• GOAL 1
Reproduce part of the passage on Hans Westerhof word for word, starting at "Westerhof originally joined" and ending after "and sporting director.".

• EXCERPT PROVIDED
===============

Hans Westerhof (born 24 November 1948) is a Dutch football coach and currently supervisory board member at SC Heerenveen. Besides the Netherlands, he has coached in the United States and Mexico.

As a player, Westerhof played for BV Veendam and BVO Cambuur of the Dutch First Division. He began his coaching career in 1982, and has managed ONS Sneek, ACV, Groningen (1988–92 and 1994–96), PSV Eindhoven (1992–1994), the Dutch U-21 national team (1996–97), Ajax Amsterdam (2000),  Willem II Tilburg (2000–03) and Chivas de Guadalajara (2003–04), Necaxa (2007–2008)

Westerhof originally joined Chivas de Guadalajara in 2003 as sporting director of the club's teams, but took over the dual role as head coach of the first team in October of that year. He stepped down as coach after the Clausura 2004 season. On 3 June 2005, while serving as sporting director, Guadalajara's "sister" team, Chivas USA, named Westerhof its head coach, after a disastrous start under Thomas Rongen. He was replaced after the season by Bob Bradley and then came back to the parent club as its head coach and sporting director.

===============

• GOAL 2
Rewrite the listing from its first line through the line containing "POLYGON ((711 188, 694", replacing "palm frond" with "fern leaf" and changing nothing else.

[Named region outline listing]

===============

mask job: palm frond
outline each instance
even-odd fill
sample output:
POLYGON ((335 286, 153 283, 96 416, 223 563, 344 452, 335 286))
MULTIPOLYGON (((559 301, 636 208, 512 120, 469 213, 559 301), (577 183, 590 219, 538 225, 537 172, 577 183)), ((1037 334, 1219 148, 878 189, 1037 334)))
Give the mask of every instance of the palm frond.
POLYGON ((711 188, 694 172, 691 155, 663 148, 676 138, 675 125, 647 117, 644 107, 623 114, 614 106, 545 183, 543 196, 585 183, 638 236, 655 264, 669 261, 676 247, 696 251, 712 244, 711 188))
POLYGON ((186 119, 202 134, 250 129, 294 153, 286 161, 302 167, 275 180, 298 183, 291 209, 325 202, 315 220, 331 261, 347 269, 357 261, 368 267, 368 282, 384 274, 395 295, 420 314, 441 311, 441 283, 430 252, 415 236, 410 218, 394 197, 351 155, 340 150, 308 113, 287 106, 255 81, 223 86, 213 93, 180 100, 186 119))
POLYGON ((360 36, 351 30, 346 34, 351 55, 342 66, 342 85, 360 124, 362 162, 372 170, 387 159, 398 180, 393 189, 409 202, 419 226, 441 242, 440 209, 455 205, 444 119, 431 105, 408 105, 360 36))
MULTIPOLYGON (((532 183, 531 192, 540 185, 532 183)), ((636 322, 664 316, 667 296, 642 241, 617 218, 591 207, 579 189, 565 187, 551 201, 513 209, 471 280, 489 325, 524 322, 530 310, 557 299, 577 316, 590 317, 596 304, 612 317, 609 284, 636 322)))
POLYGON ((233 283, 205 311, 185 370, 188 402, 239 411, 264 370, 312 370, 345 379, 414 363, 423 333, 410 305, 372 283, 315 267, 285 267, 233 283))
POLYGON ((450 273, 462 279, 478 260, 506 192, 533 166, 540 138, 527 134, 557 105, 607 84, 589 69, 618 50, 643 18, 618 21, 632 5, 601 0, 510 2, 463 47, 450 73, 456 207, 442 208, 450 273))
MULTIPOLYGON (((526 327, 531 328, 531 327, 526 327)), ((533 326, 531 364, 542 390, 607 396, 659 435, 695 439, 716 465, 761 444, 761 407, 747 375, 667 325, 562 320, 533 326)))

===============

• FINISHED ANSWER 1
Westerhof originally joined Chivas de Guadalajara in 2003 as sporting director of the club's teams, but took over the dual role as head coach of the first team in October of that year. He stepped down as coach after the Clausura 2004 season. On 3 June 2005, while serving as sporting director, Guadalajara's "sister" team, Chivas USA, named Westerhof its head coach, after a disastrous start under Thomas Rongen. He was replaced after the season by Bob Bradley and then came back to the parent club as its head coach and sporting director.

• FINISHED ANSWER 2
mask job: fern leaf
outline each instance
even-odd fill
sample output:
POLYGON ((335 286, 153 283, 96 416, 223 563, 344 452, 335 286))
MULTIPOLYGON (((559 301, 636 208, 512 120, 469 213, 559 301), (577 183, 590 219, 538 225, 537 172, 577 183)), ((1037 334, 1219 148, 878 189, 1037 334)))
Give the mask of every instance of the fern leaf.
POLYGON ((711 188, 694 172, 691 155, 663 148, 676 138, 675 125, 647 117, 644 107, 623 114, 614 106, 545 183, 543 196, 585 183, 638 236, 655 264, 669 261, 676 247, 696 251, 712 244, 711 188))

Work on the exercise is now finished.